### Your goal
Restate the data below word for word, and let no image into your version.

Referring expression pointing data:
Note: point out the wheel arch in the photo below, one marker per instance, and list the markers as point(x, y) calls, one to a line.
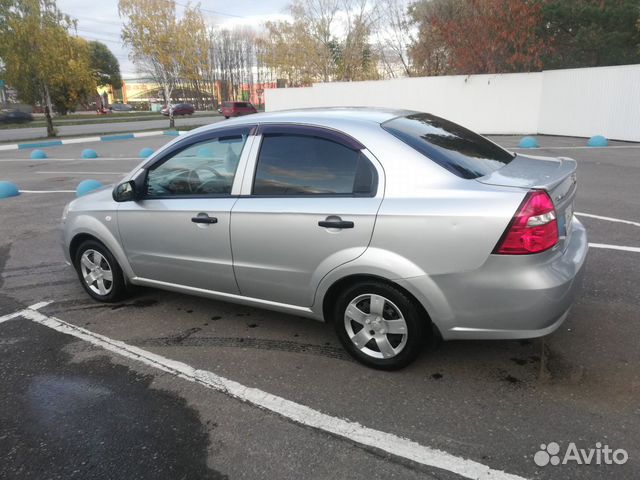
point(85, 227)
point(332, 293)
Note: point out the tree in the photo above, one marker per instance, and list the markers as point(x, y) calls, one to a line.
point(75, 83)
point(484, 36)
point(152, 31)
point(394, 38)
point(325, 40)
point(42, 61)
point(591, 33)
point(104, 65)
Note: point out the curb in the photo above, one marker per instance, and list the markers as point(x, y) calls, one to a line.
point(102, 138)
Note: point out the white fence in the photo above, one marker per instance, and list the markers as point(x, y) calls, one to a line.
point(579, 102)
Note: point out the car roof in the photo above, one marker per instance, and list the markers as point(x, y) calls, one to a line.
point(318, 116)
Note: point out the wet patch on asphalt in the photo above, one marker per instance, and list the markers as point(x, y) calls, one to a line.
point(90, 419)
point(241, 342)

### Written solution
Note: point out the wheel arch in the photo below, one marker per instance, and list the markers as point(x, y) calls, one to a line.
point(85, 227)
point(332, 293)
Note: point out the tree in the photo above, one marker per instance, and list the markers as point(x, y) calls, one to a line.
point(75, 83)
point(484, 36)
point(152, 31)
point(394, 38)
point(325, 40)
point(42, 61)
point(591, 33)
point(104, 65)
Note: point out the curb in the photo above, one marker per instance, and list the markers as point(x, y) calls, one to a line.
point(102, 138)
Note: point out the white fence in the photo above, one marker per instance, and list the markers as point(x, y) calls, one to a line.
point(579, 102)
Note: point out the car roof in the photo above, one marker per instance, and list the markers as point(x, y) calls, one to a line.
point(318, 116)
Note: point out the wet patch on asphalt in the photo above, one marker per instance, and list the markers as point(x, y) calls, one to a line.
point(90, 419)
point(241, 342)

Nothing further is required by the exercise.